*** Block opens ***

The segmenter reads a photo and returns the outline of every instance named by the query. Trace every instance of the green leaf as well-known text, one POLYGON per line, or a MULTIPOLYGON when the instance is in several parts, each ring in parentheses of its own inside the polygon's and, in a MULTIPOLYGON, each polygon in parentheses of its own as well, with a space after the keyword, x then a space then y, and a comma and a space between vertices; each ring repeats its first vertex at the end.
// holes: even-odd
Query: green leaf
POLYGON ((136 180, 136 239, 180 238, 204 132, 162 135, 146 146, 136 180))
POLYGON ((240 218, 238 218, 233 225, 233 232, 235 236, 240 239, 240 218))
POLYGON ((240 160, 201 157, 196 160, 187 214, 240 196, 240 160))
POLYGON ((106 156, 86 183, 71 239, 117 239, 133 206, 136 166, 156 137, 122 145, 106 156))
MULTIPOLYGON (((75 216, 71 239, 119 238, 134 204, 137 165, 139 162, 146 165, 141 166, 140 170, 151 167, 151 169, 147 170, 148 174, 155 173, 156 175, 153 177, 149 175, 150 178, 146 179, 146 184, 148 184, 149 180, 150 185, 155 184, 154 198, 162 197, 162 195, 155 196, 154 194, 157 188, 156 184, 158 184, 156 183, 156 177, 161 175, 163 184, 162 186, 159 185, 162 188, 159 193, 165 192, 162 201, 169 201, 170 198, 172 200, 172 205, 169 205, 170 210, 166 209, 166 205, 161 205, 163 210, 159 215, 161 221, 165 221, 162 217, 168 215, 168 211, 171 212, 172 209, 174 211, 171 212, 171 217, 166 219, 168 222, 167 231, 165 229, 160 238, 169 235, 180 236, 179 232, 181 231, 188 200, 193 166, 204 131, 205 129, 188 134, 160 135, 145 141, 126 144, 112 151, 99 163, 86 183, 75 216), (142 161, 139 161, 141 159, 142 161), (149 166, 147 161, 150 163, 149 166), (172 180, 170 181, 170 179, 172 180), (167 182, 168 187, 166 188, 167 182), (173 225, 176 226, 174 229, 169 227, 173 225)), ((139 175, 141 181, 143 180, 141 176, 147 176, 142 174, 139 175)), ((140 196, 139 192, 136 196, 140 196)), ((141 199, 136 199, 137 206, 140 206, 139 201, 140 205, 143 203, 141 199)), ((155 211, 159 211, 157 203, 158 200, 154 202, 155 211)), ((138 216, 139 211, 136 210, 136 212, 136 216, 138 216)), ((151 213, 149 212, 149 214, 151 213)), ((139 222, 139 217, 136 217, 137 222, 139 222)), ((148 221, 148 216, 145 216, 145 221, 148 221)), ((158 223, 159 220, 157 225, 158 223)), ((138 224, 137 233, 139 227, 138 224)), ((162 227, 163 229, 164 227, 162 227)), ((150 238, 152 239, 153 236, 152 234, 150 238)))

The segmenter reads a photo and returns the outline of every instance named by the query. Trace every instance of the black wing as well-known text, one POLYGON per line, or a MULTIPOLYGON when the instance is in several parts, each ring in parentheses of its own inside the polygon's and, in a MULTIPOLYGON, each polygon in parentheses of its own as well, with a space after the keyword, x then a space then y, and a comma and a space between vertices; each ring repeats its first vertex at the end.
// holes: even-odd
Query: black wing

*** Block closes ***

◆ Problem statement: All records must be repeated exactly, with none skipped.

◆ Task output:
The segmenter reads a photo and returns the outline of every instance named by the query. Trace every instance of the green leaf as well-known text, one POLYGON per line, or a MULTIPOLYGON when the instance is in several parts, each ring in parentheses of its own inside the polygon's and, in a MULTIPOLYGON, each polygon in parentheses of its own as well, with a space after the keyword, x then a space then y, and a comma and a space between vertices; each ring repeats its first vertex at the end.
// holes: even-odd
Query: green leaf
POLYGON ((136 180, 136 239, 180 238, 204 132, 162 135, 146 146, 136 180))
POLYGON ((240 218, 238 218, 233 225, 233 232, 235 236, 240 239, 240 218))
POLYGON ((240 160, 201 157, 196 160, 187 214, 240 196, 240 160))
POLYGON ((106 156, 86 183, 71 239, 117 239, 133 206, 136 166, 156 137, 122 145, 106 156))
MULTIPOLYGON (((75 216, 71 239, 119 238, 134 204, 137 165, 139 162, 146 165, 141 166, 140 170, 151 167, 151 169, 147 170, 148 174, 155 173, 156 175, 153 177, 149 175, 150 178, 146 179, 146 184, 148 184, 149 180, 150 185, 155 184, 154 198, 162 197, 162 195, 155 196, 154 194, 157 188, 156 184, 158 184, 156 183, 156 177, 161 175, 163 184, 162 186, 159 185, 162 188, 159 193, 165 192, 162 201, 169 201, 170 198, 172 200, 172 205, 169 205, 170 210, 166 209, 166 205, 161 205, 163 210, 159 215, 161 221, 165 221, 162 217, 168 215, 168 211, 171 212, 172 209, 174 211, 171 212, 171 217, 166 219, 168 222, 167 231, 165 229, 160 238, 169 235, 180 236, 179 232, 181 231, 188 200, 193 166, 204 131, 205 129, 188 134, 160 135, 145 141, 126 144, 112 151, 99 163, 86 183, 75 216), (142 161, 139 161, 141 159, 142 161), (149 166, 147 161, 150 163, 149 166), (172 180, 170 181, 170 179, 172 180), (167 182, 168 187, 166 188, 167 182), (173 225, 176 226, 174 229, 169 227, 173 225)), ((139 175, 141 181, 143 180, 141 176, 147 176, 142 174, 139 175)), ((140 196, 139 192, 136 196, 140 196)), ((141 199, 136 199, 137 206, 140 206, 139 201, 140 205, 143 203, 141 199)), ((155 211, 159 211, 157 203, 158 200, 154 202, 155 211)), ((138 216, 139 211, 136 210, 136 212, 136 216, 138 216)), ((151 213, 149 212, 149 214, 151 213)), ((139 222, 139 217, 136 217, 137 222, 139 222)), ((148 221, 148 216, 145 216, 145 221, 148 221)), ((158 223, 159 220, 157 225, 158 223)), ((138 224, 137 233, 139 227, 138 224)), ((162 227, 163 229, 164 227, 162 227)), ((150 238, 152 239, 153 236, 152 234, 150 238)))

The segmenter reads a photo and returns the outline of every instance named by the query. Trace every instance of the black wing as well-known text, one POLYGON per line, or a MULTIPOLYGON when the instance is in several parts, each ring in parentheses of its own inside the polygon's and, in a MULTIPOLYGON, each polygon in parentheses of its own as well, with a space after the keyword, x then a space then y, and a comma and a space between vertices; each ring repeats its first vertex at the end.
// holes: even-odd
Query: black wing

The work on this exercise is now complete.